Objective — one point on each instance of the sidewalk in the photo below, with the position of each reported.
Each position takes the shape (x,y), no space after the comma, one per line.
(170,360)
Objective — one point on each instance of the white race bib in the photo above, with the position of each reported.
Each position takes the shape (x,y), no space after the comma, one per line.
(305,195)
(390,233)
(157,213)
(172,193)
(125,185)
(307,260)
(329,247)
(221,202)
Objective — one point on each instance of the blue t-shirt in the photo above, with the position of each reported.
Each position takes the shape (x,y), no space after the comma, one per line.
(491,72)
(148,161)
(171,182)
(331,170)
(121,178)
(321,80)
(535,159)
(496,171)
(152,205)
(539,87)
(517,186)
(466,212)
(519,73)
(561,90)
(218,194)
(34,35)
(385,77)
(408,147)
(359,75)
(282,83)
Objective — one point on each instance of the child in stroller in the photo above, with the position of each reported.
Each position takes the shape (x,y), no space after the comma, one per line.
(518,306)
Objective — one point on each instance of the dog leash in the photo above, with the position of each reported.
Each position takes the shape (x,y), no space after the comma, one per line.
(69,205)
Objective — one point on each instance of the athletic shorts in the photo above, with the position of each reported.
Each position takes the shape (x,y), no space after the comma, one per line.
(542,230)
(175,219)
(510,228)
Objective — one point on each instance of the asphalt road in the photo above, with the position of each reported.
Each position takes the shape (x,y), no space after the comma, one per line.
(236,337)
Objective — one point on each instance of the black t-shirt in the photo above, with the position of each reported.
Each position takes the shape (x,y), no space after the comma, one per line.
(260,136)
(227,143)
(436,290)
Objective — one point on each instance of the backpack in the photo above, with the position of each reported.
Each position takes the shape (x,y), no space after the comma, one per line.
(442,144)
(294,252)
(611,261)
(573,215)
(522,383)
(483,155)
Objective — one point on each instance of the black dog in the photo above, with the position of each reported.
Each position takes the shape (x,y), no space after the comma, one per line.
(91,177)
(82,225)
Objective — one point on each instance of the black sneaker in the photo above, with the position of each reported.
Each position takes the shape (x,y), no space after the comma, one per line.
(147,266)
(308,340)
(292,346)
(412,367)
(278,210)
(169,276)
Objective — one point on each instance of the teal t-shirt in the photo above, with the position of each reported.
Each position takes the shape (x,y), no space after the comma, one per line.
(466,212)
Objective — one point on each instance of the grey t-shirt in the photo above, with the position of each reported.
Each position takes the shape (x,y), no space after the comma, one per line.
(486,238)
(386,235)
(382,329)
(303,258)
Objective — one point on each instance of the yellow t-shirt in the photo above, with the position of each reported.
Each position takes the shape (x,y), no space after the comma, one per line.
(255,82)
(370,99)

____________________

*The task*.
In the answer, the listing above should be restated word for word.

*Solution to this exercise*.
Objective — one point on each instance of the sidewalk in the photo below, with the position of each reported.
Each position takes the shape (x,y), no space after the comma, one per line.
(170,360)
Objective — one point on each instance of the white race bib in the photo above, with the position of each reported.
Each position takes the shape (x,y), no space after the comma, one per line.
(305,195)
(390,233)
(157,213)
(172,193)
(125,185)
(307,260)
(329,247)
(221,202)
Objective — one point on each instance of the blue t-shirt in the photo above, with the position of each reported.
Each position takes the shape (x,y), no space after the comma, one per line.
(491,72)
(148,161)
(171,182)
(331,170)
(121,178)
(321,80)
(535,159)
(496,171)
(152,205)
(539,87)
(517,186)
(466,212)
(519,73)
(561,90)
(218,194)
(34,35)
(385,77)
(408,147)
(359,75)
(282,83)
Objective — one point on each instance of the child in stroller in the photo above, with the position of each reported.
Each position takes the shape (x,y), no space after the comma, one per line.
(518,306)
Objective — one point on each instance of the dog leash in the photo above, with the position of each reported.
Each position takes the shape (x,y), no space after the comma, one per line.
(69,205)
Objective — one point on each instance of the athletic shorts in the photo above, with the position of each reported.
Each position takes the shape (x,y), no space after the comma, one per line.
(542,230)
(175,219)
(510,228)
Objective — one point on each instance of the asphalt road in the photo above, with the position of each reported.
Each position takes the shape (x,y), no space after the comma, one per line.
(236,337)
Objective — one point on each instance of the black t-shirt in the photo above, with the position of each reported.
Each position takes the shape (x,y), no space after the comma, one per line.
(260,136)
(227,143)
(436,290)
Objective — one point on each instance of the backpack in the photo above, with the position of each reported.
Each position takes the shape (x,y), no space after the comma, one per line.
(442,144)
(294,252)
(611,261)
(573,215)
(522,383)
(483,155)
Objective — one point on each instance of the black dog in the photo above, with the position of each reported.
Each position takes the shape (x,y), no space after the comma, one per line.
(91,177)
(82,225)
Objective — one point on each instance of the black sneaker in the photo above, with the position of each reported.
Each position takes the shape (x,y), no space after the comma, one per line.
(147,266)
(308,340)
(292,346)
(412,367)
(278,210)
(169,276)
Objective — one point on each instance of the teal t-shirt in the photo above, with the position of each reported.
Each position takes the shape (x,y), no space after the comma, one per line.
(466,212)
Objective — one point on each instance of the grey t-shirt in the photo above, with the position of each reported.
Each position takes the shape (x,y), no space after the comma, one per line.
(486,238)
(386,235)
(382,329)
(303,258)
Objective — one point on each instance of the yellow t-shirt in the photo above, with the position of each reported.
Each position takes the shape (x,y), no space after the comma, one per line.
(255,82)
(370,99)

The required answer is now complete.